* [DIRECTIONS]: Quote the article on the Falkirk drug-death funding word for word, between "The Change Grow" and "and drug services.", inclusive.

* [SELECTED TEXT]:
---------------

Cash injection of £48,000 to help stop drug deaths in Falkirk
A vital project in Forth Valley has received significant funding from the Scottish Government’s Drug Deaths Taskforce to help it deliver better support to people living with addiction.
The Change Grow Live charity, which is partnering with the Falkirk Alcohol and Drug Partnership to develop one-stop community recovery hubs, has been awarded £48,704 to pay for an advanced nurse practitioner, who will help people access the care they need, including
mental health, physical health and drug services.
Falkirk West MSP Michael Matheson welcomed the funding.
He said: “The Scottish Government has acknowledged that urgent action is required to reduce drug deaths, committing £250 million over the next five years to deal with this emergency.
“I welcome this investment in a local project which will address individuals’ needs in a holistic way. We know that many people living with addiction face multiple, complex challenges and that’s where these community recovery hubs could play a vital role in ensuring that they get fast and appropriate access to support and treatment.

---------------

* [DATA SECTION]:
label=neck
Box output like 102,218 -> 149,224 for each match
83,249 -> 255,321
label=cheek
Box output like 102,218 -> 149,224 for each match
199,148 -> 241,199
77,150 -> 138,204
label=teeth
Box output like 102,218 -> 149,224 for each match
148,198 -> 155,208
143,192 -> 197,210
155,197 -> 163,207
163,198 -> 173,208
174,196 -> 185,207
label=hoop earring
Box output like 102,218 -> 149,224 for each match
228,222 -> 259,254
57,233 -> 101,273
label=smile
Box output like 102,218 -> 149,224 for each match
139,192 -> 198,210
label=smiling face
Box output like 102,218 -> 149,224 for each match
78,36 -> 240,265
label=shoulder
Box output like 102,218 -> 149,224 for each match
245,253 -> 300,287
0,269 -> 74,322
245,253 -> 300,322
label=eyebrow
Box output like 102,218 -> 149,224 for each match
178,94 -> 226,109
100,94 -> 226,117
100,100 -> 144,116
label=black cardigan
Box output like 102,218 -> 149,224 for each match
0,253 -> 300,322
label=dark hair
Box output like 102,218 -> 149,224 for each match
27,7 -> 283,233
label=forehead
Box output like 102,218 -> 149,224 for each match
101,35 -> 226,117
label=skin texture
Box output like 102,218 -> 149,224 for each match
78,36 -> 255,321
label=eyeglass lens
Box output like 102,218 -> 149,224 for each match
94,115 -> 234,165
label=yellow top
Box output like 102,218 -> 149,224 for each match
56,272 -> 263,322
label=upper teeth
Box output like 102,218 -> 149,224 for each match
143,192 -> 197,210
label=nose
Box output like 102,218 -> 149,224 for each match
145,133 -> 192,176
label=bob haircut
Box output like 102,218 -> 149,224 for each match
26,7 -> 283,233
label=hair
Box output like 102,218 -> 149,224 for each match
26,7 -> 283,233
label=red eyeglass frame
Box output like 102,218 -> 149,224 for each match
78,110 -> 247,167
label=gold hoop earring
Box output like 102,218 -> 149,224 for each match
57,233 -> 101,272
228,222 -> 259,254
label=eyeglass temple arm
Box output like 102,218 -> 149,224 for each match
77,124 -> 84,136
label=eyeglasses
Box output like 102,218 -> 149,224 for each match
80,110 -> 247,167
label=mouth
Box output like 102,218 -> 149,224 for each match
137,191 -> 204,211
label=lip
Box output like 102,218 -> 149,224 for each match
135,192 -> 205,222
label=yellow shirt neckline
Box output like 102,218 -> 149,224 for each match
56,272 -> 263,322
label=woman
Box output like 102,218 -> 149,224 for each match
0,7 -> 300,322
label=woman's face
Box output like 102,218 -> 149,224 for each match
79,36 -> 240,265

---------------

* [RESPONSE TO THE EXERCISE]:
The Change Grow Live charity, which is partnering with the Falkirk Alcohol and Drug Partnership to develop one-stop community recovery hubs, has been awarded £48,704 to pay for an advanced nurse practitioner, who will help people access the care they need, including
mental health, physical health and drug services.